## Texte fourni
===============

Reconnu par les autorités togolaises comme un obstacle à la bonne gouvernance et au développement harmonieux du pays et dans le souci de prévenir et de lutter contre ce fléau ; le Togo à adopter le Protocole de la CEDEAO, la Convention de l’Union Africaine et la Convention des Nations Unies contre la corruption et mis en œuvre plusieurs initiatives de lutte contre ce fléau.

En 2016, le Président de la République Faure GNASSINGBE réaffirmait l’engagement ferme du Togo à renforcer les mesures dans la lutte contre corruption «la lutte que nous avons entamée contre la corruption doit être intensifiée avec méthode et détermination».
Cette volonté politique manifestée par le Chef de l’Etat d’aller vers une gestion plus efficace et transparente des ressources publiques, la promotion de l’intégrité, la culture de la reddition des comptes, s’est illustrée par l’adoption de plusieurs mesures dont la création de la Haute Autorité de prévention et de lutte contre la corruption et les infractions assimilées (HAPLUCIA) à travers la loi n° 2015-006 du 28 juillet 2015. Depuis la mise en place de l’institution chargée de la lutte contre la corruption au Togo en 2017 avec la nomination et la prise de fonction des sept (7) membres ; plusieurs initiatives ont été entreprises par le Gouvernement pour permettre au pays de progresser et de relever un grand défi, celui d’éliminer la corruption et les infractions assimilées ou du moins minimiser les effets néfastes de la corruption sur le développement économique du pays.

Les chiffres de l’indice de perception de la corruption (IPC) de l’ONG Transparency International qui évalue chaque année la perception de la corruption en se basant sur des études et des enquêtes menées par 9 institutions indépendantes ; sur le Togo au cours de la période 2017 à 2022 démontrent suffisamment que les résultats sur le terrain semblent mettre du temps à se faire voir et la corruption semble être érigée en système et gangrène tous les secteurs de la vie socioéconomique du pays. Sur une échelle de 0 à 100, l’indice de perception de la corruption était par exemple de 70 points en 2022 (135e place), et plus le score est élevé, plus la corruption est massive. En 2021 il était également de 70, 71 en 2020 et 2019, 70 en 2018 et 68 en 2017.

Créée en 2015 par le Gouvernement conformément aux instruments internationaux ratifiés( convention des Nations Unies contre la corruption, la convention de l’Union Africaine sur la prévention et la lutte contre la corruption et le Protocole de la CEDEAO sur la lutte contre la corruption) par le Togo dans la lutte contre la corruption, la Haute Autorité de prévention et de lutte contre la corruption et les infractions assimilées est chargée de promouvoir et de renforcer la prévention et la lutte contre la corruption et les infractions assimilées dans les administrations, les établissements publics, les entreprises privées et les organismes non étatiques.

===============

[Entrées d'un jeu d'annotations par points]

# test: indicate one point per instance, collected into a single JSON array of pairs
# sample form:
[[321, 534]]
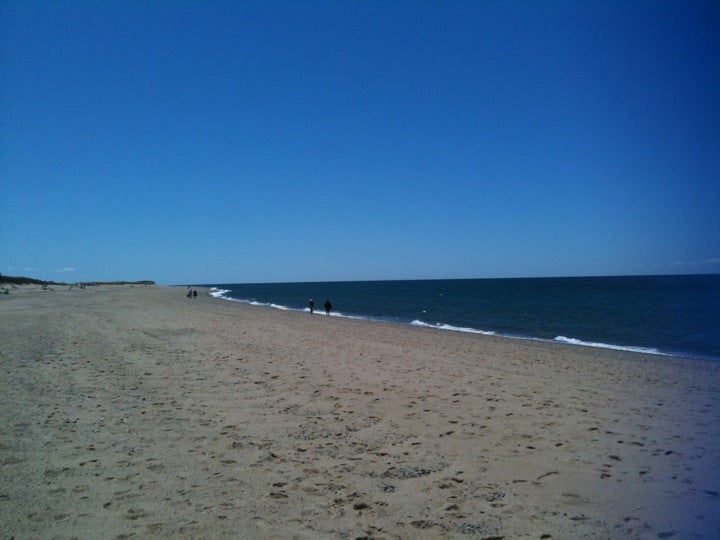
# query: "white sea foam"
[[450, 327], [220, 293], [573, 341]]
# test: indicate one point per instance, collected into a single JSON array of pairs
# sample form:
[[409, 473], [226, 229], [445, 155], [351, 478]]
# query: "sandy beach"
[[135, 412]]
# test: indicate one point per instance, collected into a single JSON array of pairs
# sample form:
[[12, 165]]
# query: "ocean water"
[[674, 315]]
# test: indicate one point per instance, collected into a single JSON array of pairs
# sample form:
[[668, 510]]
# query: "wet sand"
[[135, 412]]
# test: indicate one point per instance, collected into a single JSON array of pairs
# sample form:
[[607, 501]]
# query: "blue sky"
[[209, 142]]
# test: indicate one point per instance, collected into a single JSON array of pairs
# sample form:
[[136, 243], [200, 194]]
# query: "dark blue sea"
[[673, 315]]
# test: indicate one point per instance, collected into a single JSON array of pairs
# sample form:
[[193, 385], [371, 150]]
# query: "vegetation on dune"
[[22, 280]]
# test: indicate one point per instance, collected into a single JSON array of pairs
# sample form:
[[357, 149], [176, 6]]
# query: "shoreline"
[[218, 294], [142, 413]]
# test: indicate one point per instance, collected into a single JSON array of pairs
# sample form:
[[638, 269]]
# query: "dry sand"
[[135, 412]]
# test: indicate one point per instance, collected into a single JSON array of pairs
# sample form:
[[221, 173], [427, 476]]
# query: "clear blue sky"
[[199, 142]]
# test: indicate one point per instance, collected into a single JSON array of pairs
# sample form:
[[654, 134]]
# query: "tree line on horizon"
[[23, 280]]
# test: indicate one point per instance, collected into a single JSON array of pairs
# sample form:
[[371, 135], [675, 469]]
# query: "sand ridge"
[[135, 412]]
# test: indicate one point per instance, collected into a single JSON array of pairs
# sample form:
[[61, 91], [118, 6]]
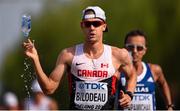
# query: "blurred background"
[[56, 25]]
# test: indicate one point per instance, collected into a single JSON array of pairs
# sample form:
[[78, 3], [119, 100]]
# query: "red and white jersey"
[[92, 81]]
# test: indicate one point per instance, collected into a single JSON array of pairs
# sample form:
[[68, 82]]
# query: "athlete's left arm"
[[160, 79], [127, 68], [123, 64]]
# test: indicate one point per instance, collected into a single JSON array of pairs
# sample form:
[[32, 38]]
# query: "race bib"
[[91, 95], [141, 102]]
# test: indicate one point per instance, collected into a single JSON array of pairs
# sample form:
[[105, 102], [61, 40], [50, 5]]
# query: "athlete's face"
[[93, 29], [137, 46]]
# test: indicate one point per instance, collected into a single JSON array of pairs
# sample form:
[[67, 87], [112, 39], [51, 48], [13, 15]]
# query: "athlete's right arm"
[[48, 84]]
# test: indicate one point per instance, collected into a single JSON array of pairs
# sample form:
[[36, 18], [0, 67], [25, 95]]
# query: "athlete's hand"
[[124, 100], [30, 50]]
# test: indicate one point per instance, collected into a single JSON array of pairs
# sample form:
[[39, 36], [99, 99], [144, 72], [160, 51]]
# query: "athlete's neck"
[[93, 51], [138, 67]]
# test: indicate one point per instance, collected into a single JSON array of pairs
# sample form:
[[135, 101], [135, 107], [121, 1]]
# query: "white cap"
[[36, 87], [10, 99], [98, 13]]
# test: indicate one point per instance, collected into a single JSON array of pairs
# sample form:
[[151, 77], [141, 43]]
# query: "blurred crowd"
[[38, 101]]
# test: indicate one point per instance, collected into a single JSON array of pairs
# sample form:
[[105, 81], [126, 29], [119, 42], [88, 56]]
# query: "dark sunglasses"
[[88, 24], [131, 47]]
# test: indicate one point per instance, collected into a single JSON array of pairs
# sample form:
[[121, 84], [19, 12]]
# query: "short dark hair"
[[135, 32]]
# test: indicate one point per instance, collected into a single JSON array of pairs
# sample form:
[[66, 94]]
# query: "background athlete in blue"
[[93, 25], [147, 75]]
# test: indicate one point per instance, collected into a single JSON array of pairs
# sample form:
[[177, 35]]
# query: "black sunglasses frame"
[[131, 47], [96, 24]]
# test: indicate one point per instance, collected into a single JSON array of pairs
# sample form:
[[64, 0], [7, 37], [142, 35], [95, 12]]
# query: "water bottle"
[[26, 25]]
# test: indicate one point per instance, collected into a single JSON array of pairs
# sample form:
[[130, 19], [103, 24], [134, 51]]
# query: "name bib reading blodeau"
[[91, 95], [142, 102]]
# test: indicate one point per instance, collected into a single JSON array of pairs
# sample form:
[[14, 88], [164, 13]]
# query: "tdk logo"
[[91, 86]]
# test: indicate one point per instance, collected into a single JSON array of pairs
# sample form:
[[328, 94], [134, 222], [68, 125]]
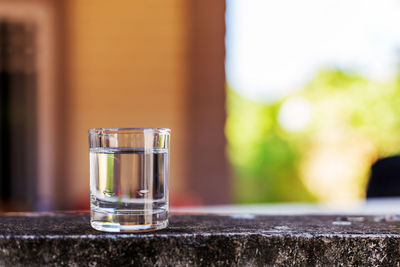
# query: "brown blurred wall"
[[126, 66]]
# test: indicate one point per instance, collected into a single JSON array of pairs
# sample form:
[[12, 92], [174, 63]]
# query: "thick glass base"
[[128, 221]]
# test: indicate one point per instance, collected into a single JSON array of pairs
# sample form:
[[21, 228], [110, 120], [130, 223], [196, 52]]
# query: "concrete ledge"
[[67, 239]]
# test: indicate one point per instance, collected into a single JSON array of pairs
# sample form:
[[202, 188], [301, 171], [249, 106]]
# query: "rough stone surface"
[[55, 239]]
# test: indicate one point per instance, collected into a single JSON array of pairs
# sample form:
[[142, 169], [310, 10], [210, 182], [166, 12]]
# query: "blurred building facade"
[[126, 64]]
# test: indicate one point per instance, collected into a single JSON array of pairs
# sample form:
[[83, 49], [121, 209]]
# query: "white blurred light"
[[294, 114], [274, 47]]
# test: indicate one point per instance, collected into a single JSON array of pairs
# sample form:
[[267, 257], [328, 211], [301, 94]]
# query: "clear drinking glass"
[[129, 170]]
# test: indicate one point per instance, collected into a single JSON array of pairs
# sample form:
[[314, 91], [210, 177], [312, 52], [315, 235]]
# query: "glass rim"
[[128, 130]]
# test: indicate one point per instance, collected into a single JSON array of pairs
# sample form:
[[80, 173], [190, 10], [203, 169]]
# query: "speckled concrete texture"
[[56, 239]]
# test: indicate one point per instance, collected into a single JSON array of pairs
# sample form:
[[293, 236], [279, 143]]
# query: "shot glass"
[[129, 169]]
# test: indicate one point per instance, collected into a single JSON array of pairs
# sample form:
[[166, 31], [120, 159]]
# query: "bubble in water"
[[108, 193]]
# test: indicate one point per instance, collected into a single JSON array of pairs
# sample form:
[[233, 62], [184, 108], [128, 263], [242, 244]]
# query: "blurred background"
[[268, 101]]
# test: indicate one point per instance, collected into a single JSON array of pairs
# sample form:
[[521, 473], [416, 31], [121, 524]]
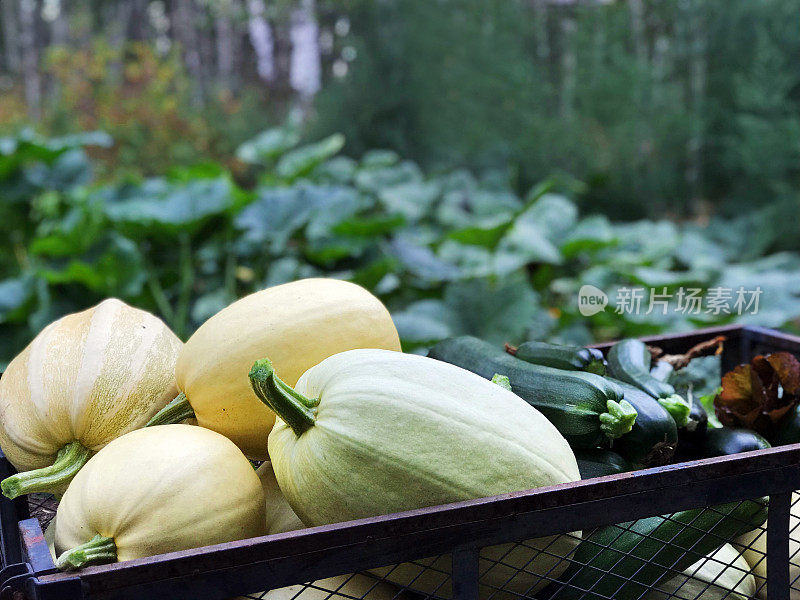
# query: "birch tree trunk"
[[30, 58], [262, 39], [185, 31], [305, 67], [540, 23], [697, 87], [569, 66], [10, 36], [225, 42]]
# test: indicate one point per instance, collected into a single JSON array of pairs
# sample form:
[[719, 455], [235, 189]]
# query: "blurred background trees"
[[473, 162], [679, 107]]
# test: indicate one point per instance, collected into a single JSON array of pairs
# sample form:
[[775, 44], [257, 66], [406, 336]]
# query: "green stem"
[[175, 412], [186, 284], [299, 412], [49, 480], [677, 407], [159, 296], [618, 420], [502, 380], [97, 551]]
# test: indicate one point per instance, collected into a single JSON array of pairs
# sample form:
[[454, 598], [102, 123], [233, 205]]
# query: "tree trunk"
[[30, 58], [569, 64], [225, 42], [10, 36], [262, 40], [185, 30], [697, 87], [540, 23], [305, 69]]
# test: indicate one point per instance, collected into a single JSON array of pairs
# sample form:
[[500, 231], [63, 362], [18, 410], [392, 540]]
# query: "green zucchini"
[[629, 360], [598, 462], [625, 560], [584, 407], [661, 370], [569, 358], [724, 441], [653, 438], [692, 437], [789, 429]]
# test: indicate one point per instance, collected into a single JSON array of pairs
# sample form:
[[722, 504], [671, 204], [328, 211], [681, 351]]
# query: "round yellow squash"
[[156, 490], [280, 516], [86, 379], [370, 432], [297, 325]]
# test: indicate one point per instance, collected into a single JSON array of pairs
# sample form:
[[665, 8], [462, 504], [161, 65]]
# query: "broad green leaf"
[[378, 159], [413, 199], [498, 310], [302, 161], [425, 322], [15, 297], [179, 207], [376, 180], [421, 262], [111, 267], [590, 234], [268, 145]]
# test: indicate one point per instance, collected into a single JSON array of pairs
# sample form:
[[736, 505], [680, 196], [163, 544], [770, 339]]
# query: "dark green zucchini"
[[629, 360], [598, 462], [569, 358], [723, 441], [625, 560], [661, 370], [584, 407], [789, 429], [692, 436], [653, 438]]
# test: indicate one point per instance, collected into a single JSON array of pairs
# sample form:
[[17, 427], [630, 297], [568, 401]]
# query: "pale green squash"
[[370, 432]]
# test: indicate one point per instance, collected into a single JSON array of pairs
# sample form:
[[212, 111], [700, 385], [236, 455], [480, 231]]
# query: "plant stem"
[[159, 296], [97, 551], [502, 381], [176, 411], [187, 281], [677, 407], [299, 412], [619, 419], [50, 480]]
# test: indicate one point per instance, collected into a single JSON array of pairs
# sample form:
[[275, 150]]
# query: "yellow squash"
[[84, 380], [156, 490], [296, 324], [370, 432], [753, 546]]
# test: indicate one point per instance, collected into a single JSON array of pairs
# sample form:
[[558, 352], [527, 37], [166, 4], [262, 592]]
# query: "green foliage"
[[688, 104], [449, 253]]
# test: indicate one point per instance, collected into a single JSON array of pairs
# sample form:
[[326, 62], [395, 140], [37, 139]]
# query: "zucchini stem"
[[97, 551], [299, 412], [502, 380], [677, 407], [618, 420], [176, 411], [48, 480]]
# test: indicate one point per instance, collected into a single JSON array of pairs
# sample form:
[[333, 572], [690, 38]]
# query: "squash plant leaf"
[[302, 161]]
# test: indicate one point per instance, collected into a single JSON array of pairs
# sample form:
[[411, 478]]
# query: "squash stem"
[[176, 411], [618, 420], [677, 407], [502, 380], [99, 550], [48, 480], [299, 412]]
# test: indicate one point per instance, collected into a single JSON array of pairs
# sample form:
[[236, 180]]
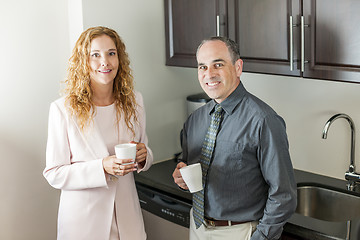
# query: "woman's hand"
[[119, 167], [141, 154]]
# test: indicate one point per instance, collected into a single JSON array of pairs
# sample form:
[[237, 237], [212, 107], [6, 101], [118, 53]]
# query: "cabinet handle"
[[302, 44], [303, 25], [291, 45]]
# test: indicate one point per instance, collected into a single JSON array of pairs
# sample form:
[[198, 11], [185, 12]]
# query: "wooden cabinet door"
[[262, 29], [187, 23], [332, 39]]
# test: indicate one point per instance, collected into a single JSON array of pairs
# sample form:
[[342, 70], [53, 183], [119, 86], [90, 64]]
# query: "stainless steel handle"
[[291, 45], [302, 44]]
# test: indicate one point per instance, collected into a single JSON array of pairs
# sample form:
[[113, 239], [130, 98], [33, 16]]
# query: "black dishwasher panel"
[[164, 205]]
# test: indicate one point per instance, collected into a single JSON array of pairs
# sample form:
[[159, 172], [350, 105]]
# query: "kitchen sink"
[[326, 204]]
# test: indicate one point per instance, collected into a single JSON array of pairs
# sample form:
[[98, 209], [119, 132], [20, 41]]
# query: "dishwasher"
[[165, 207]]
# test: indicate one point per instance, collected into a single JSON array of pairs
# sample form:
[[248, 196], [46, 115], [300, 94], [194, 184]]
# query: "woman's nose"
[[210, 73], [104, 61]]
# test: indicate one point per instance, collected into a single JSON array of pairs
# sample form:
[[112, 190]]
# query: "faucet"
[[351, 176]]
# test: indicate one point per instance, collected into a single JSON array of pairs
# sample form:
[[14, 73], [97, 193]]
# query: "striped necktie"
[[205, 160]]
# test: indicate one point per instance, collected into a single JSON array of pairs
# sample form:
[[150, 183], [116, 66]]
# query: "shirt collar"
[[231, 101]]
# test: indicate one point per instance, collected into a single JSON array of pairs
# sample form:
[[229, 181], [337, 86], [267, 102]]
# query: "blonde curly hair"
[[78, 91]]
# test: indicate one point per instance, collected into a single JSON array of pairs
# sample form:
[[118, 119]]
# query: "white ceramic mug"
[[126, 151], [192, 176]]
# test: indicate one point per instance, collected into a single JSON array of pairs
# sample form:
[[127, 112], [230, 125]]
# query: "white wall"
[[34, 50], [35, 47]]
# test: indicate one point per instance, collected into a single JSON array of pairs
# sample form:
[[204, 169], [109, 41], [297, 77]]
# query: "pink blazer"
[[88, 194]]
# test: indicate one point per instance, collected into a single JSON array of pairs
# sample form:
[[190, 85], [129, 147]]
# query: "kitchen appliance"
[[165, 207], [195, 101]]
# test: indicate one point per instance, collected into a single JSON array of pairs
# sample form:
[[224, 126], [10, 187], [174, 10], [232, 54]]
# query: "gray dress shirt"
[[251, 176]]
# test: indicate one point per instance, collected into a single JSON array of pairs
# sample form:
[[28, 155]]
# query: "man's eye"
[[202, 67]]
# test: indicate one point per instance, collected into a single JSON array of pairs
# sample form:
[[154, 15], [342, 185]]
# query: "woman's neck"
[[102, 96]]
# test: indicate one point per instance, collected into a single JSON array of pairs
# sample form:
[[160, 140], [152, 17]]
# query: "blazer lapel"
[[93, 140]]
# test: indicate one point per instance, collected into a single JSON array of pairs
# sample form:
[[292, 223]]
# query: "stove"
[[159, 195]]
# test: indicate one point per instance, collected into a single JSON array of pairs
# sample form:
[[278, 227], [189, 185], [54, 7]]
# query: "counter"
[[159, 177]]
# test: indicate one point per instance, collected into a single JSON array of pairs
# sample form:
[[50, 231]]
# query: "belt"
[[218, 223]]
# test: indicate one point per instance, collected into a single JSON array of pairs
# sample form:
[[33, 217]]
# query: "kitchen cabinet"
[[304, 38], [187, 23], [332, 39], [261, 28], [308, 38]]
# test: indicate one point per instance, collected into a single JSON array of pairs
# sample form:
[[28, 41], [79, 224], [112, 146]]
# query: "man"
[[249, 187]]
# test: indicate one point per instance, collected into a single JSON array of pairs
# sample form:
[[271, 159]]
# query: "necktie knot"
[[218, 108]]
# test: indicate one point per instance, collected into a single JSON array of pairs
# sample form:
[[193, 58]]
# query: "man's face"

===============

## Problème à résoudre
Rédigez la suite du texte sur la lutte contre la corruption au Togo, en commençant juste après sa dernière phrase.

## Réponse rédigée
Ces attributions sont prévues à l’article 2 de la loi de 2015. Il s’agit entre autres de veiller à la mise en œuvre, au sein de l’administration publique, des établissements publics ou de toutes personnes morales légalement constituées, des actions appropriées de formation et de mise en conformité, visant à prévenir la corruption et les infractions assimilées ; évaluer périodiquement les instruments juridiques et les mesures administratives de lutte contre la corruption, notamment au moyen d’indicateurs et d’analyses statistiques ; veiller à la diffusion et à la vulgarisation des textes relatifs à la prévention et a la lutte contre la corruption ; définir, accroitre et diffuser les connaissances et les bonnes pratiques relatives à la prévention et à la lutte contre la corruption ; proposer aux ministères compétents des actions éducatives à l’adresse des apprenants ; sensibiliser dans sa communication publique, sur le respect de la présomption d’innocence et le principe d’égalité dans le procès pénal ou encore publier un rapport annuel d’activités qui comprend entre autres les causes, une analyse statistique de la corruption et des infractions assimilées.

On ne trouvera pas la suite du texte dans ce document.